**WRITTEN REQUEST 1:**
Render the rows as a JSON list of strings, one string per line, beginning at the start of the rows and ending at the line that contains "983 635 L 959", both included. Omit blank lines and leave the pictures out.

**TEXT PASSAGE:**
------------------------------------
Hadji Nikoli (1826-1892), was a famous merchant, Bulgarian patriot, participant in the Bulgarian Independent Orthodox Church Fight.

Biography
Hadji Nikoli was born in 1826 in Tarnovo, Bulgaria.  His father Hadji Dimo was a fur and leather merchant. Young Nikoli received  education of high quality. One of  his teachers  Evtim – a priest – was a Bulgarian patriot who hated the Greek men of God who ruled the Church of Bulgaria.

Bulgarian Independent Orthodox Church independence
Hadji Nikoli became a patriot too who dedicated his life to the Bulgarian Orthodox Church independence.  He left Tarnovo and settled down in Constantinople (today Istanbul).  He kept active correspondence with representatives from all towns in Bulgaria and protected the rights of the Bulgarian Orthodox population.  He expressed the requests to the Turkish Sultan.  The fight was long and difficult, over 40 years. Many representatives resisted because of lack of finance.  Hadji Nikoli and d-r Stojan Chomakov from Plovdiv was the only persons who fight till the end.

Hadji Nikoli Inn
Hadji Nikoli Inn  was built during the period of 1858–1862 by the native constructor  Nikola Fichev (usta Koljo Ficheto) for the rich merchant Hadji Nikola Minchev (Hadji Nikoli). Today the Inn is the only one survived in Veliko Tarnovo among 70 built in the town.

Sources 
 Енциклопедия България,  том 4 / 1984 г., с. 273
 Бележити търновци,  С.1985 г., с. 125/126
 Евтимова Вера, Ханът на Хаджи Николи, 2007
 Пътеводител на гр. Велико  Търново и околността му, В.Т. 1907 г., с. 79
 Русев Сава, "Търново през погледа на дедите ни"
------------------------------------
**INFORMATION PROVIDED:**
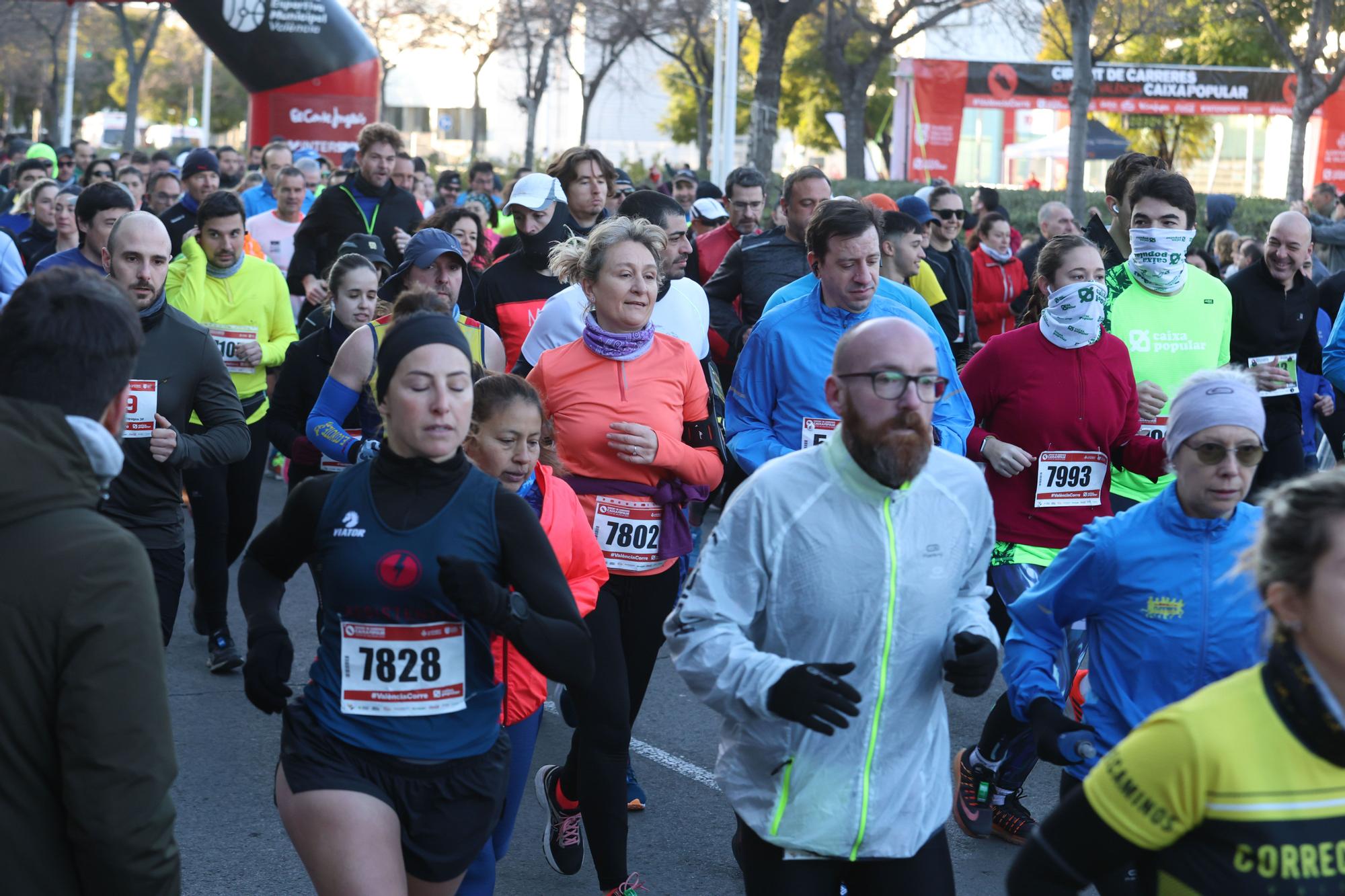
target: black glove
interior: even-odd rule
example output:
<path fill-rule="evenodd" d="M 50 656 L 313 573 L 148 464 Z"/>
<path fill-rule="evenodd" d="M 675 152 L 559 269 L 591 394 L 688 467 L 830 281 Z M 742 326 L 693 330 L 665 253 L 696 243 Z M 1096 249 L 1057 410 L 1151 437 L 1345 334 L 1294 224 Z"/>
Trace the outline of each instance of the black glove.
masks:
<path fill-rule="evenodd" d="M 1053 766 L 1073 764 L 1060 752 L 1057 741 L 1061 735 L 1072 731 L 1098 731 L 1092 725 L 1076 722 L 1049 697 L 1038 697 L 1032 701 L 1032 705 L 1028 706 L 1028 722 L 1032 725 L 1032 736 L 1037 740 L 1037 756 Z"/>
<path fill-rule="evenodd" d="M 486 577 L 472 560 L 438 558 L 438 587 L 457 615 L 492 628 L 508 622 L 508 592 Z"/>
<path fill-rule="evenodd" d="M 284 626 L 264 626 L 247 632 L 243 692 L 264 713 L 284 712 L 293 694 L 285 683 L 295 665 L 295 644 Z"/>
<path fill-rule="evenodd" d="M 765 708 L 780 718 L 827 735 L 849 728 L 846 716 L 859 714 L 859 692 L 841 681 L 854 663 L 802 663 L 790 669 L 765 693 Z"/>
<path fill-rule="evenodd" d="M 983 635 L 959 631 L 952 636 L 956 659 L 943 663 L 943 679 L 952 682 L 952 693 L 959 697 L 979 697 L 990 689 L 999 669 L 999 648 Z"/>

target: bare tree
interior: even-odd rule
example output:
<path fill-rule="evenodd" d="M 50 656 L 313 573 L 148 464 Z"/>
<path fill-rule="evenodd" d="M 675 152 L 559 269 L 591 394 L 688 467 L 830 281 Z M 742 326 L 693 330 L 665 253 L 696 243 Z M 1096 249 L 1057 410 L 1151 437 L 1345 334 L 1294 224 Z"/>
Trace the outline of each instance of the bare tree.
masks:
<path fill-rule="evenodd" d="M 677 63 L 695 96 L 695 145 L 710 167 L 710 100 L 714 96 L 714 0 L 664 0 L 633 24 L 640 38 Z M 738 44 L 745 27 L 738 30 Z"/>
<path fill-rule="evenodd" d="M 761 34 L 757 58 L 752 120 L 748 125 L 748 161 L 759 171 L 771 171 L 779 136 L 780 74 L 790 32 L 799 19 L 818 8 L 819 0 L 746 0 Z"/>
<path fill-rule="evenodd" d="M 475 19 L 452 16 L 451 31 L 463 48 L 476 61 L 472 67 L 472 159 L 480 151 L 486 136 L 486 116 L 482 109 L 482 71 L 496 50 L 508 44 L 508 23 L 502 22 L 494 8 L 480 7 Z"/>
<path fill-rule="evenodd" d="M 1298 75 L 1294 94 L 1294 125 L 1289 141 L 1289 180 L 1286 199 L 1303 198 L 1303 145 L 1307 120 L 1326 102 L 1326 97 L 1340 90 L 1345 81 L 1345 52 L 1341 48 L 1341 5 L 1337 0 L 1311 0 L 1307 20 L 1303 22 L 1303 3 L 1283 0 L 1251 0 L 1251 8 L 1260 15 L 1271 39 Z M 1295 15 L 1297 13 L 1297 15 Z M 1306 24 L 1306 39 L 1299 32 Z"/>
<path fill-rule="evenodd" d="M 504 0 L 500 5 L 507 43 L 523 69 L 523 94 L 518 105 L 527 113 L 523 164 L 531 168 L 537 156 L 537 110 L 551 85 L 551 55 L 564 52 L 577 0 Z"/>
<path fill-rule="evenodd" d="M 456 24 L 445 4 L 436 0 L 352 0 L 350 13 L 378 52 L 381 106 L 387 105 L 387 75 L 397 69 L 398 57 L 438 46 Z"/>
<path fill-rule="evenodd" d="M 137 121 L 140 120 L 140 79 L 145 74 L 145 63 L 149 62 L 155 40 L 159 39 L 159 28 L 164 23 L 164 16 L 168 15 L 168 4 L 160 3 L 155 5 L 153 15 L 147 17 L 148 24 L 145 26 L 144 38 L 139 48 L 136 47 L 134 28 L 126 16 L 125 7 L 108 3 L 100 3 L 98 5 L 117 19 L 117 28 L 121 32 L 121 47 L 126 51 L 126 129 L 121 135 L 121 151 L 134 152 L 136 137 L 139 136 Z"/>
<path fill-rule="evenodd" d="M 845 113 L 846 176 L 863 180 L 865 112 L 869 87 L 885 59 L 902 43 L 937 26 L 955 12 L 989 0 L 894 0 L 886 15 L 874 15 L 870 3 L 824 0 L 826 27 L 822 57 L 841 93 Z M 915 13 L 913 16 L 911 13 Z M 900 30 L 902 22 L 907 27 Z"/>
<path fill-rule="evenodd" d="M 588 143 L 588 117 L 593 97 L 621 54 L 640 39 L 640 20 L 647 7 L 639 0 L 584 0 L 584 30 L 565 36 L 565 62 L 580 79 L 580 143 Z M 574 65 L 576 43 L 584 62 L 582 70 Z M 590 50 L 593 52 L 590 52 Z"/>

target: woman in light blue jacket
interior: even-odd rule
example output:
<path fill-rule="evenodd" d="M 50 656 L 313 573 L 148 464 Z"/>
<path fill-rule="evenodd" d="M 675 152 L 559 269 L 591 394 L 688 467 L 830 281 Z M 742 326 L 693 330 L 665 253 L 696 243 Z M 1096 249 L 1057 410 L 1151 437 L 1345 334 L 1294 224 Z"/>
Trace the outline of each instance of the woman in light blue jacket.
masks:
<path fill-rule="evenodd" d="M 1245 373 L 1192 375 L 1173 400 L 1166 440 L 1177 480 L 1085 526 L 1009 607 L 1011 712 L 1032 724 L 1037 755 L 1065 766 L 1061 792 L 1146 716 L 1264 657 L 1255 583 L 1235 572 L 1262 517 L 1241 500 L 1264 453 L 1264 425 Z M 1083 724 L 1065 714 L 1054 670 L 1080 620 L 1089 658 Z M 1095 755 L 1067 759 L 1059 739 L 1076 731 L 1092 732 Z"/>

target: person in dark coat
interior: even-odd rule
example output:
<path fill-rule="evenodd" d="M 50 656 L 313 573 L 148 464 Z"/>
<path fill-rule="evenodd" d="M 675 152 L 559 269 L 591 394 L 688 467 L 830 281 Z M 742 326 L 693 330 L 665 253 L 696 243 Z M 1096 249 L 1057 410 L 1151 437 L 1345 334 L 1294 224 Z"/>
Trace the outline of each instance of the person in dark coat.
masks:
<path fill-rule="evenodd" d="M 7 893 L 182 892 L 155 580 L 98 513 L 141 346 L 93 272 L 28 278 L 0 326 L 0 831 Z"/>

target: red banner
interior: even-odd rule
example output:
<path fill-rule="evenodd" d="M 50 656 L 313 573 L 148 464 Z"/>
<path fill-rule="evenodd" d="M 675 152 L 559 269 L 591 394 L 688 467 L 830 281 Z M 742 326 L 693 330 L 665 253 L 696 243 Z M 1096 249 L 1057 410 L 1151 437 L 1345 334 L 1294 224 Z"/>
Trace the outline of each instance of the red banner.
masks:
<path fill-rule="evenodd" d="M 958 141 L 967 93 L 967 63 L 951 59 L 915 59 L 915 121 L 907 179 L 958 176 Z"/>
<path fill-rule="evenodd" d="M 1318 112 L 1322 113 L 1322 130 L 1317 141 L 1317 170 L 1307 186 L 1326 182 L 1345 187 L 1345 91 L 1329 96 Z"/>

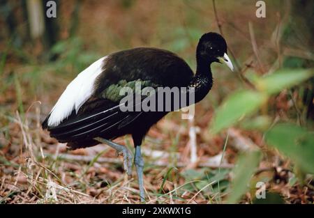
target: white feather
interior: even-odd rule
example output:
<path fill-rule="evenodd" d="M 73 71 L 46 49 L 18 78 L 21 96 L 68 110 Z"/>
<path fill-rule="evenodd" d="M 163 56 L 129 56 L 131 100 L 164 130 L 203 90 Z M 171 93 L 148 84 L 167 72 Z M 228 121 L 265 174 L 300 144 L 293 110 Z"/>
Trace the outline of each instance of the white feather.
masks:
------------------------------------
**WRITTEN REQUEST 2:**
Reproduce the passage about Hadji Nikoli in full, word for word.

**RIGHT ANSWER 1:**
[
  "target: black glove",
  "interior: even-odd rule",
  "example output:",
  "<path fill-rule=\"evenodd\" d=\"M 50 656 L 313 573 L 148 464 Z\"/>",
  "<path fill-rule=\"evenodd\" d=\"M 675 152 L 559 269 L 591 394 L 688 467 L 830 281 Z M 742 326 L 693 330 L 665 253 L 696 243 Z M 1096 249 L 1057 410 L 1151 437 L 1345 334 L 1294 224 Z\"/>",
  "Trace the outline of each instance of the black glove.",
  "masks:",
  "<path fill-rule=\"evenodd\" d=\"M 1053 766 L 1073 764 L 1060 752 L 1057 741 L 1061 735 L 1072 731 L 1098 731 L 1092 725 L 1076 722 L 1049 697 L 1038 697 L 1032 701 L 1032 705 L 1028 706 L 1028 722 L 1032 725 L 1032 736 L 1037 740 L 1037 756 Z\"/>",
  "<path fill-rule=\"evenodd\" d=\"M 486 577 L 472 560 L 438 558 L 438 587 L 457 615 L 492 628 L 508 622 L 508 592 Z\"/>",
  "<path fill-rule=\"evenodd\" d=\"M 284 626 L 264 626 L 247 632 L 243 692 L 264 713 L 284 712 L 293 694 L 285 683 L 295 665 L 295 644 Z\"/>",
  "<path fill-rule=\"evenodd\" d=\"M 765 708 L 780 718 L 827 735 L 849 728 L 846 716 L 859 714 L 859 692 L 841 681 L 854 663 L 802 663 L 790 669 L 765 693 Z\"/>",
  "<path fill-rule=\"evenodd\" d=\"M 983 635 L 959 631 L 952 636 L 956 659 L 943 663 L 943 679 L 952 682 L 952 693 L 959 697 L 979 697 L 990 689 L 999 669 L 999 648 Z\"/>"
]

**RIGHT ANSWER 2:**
Hadji Nikoli (1826-1892), was a famous merchant, Bulgarian patriot, participant in the Bulgarian Independent Orthodox Church Fight.

Biography
Hadji Nikoli was born in 1826 in Tarnovo, Bulgaria.  His father Hadji Dimo was a fur and leather merchant. Young Nikoli received  education of high quality. One of  his teachers  Evtim – a priest – was a Bulgarian patriot who hated the Greek men of God who ruled the Church of Bulgaria.

Bulgarian Independent Orthodox Church independence
Hadji Nikoli became a patriot too who dedicated his life to the Bulgarian Orthodox Church independence.  He left Tarnovo and settled down in Constantinople (today Istanbul).  He kept active correspondence with representatives from all towns in Bulgaria and protected the rights of the Bulgarian Orthodox population.  He expressed the requests to the Turkish Sultan.  The fight was long and difficult, over 40 years. Many representatives resisted because of lack of finance.  Hadji Nikoli and d-r Stojan Chomakov from Plovdiv was the only persons who fight till the end.

Hadji Nikoli Inn
Hadji Nikoli Inn  was built during the period of 1858–1862 by the native constructor  Nikola Fichev (usta Koljo Ficheto) for the rich merchant Hadji Nikola Minchev (Hadji Nikoli). Today the Inn is the only one survived in Veliko Tarnovo among 70 built in the town.

Sources 
 Енциклопедия България,  том 4 / 1984 г., с. 273
 Бележити търновци,  С.1985 г., с. 125/126
 Евтимова Вера, Ханът на Хаджи Николи, 2007
 Пътеводител на гр. Велико  Търново и околността му, В.Т. 1907 г., с. 79
 Русев Сава, "Търново през погледа на дедите ни"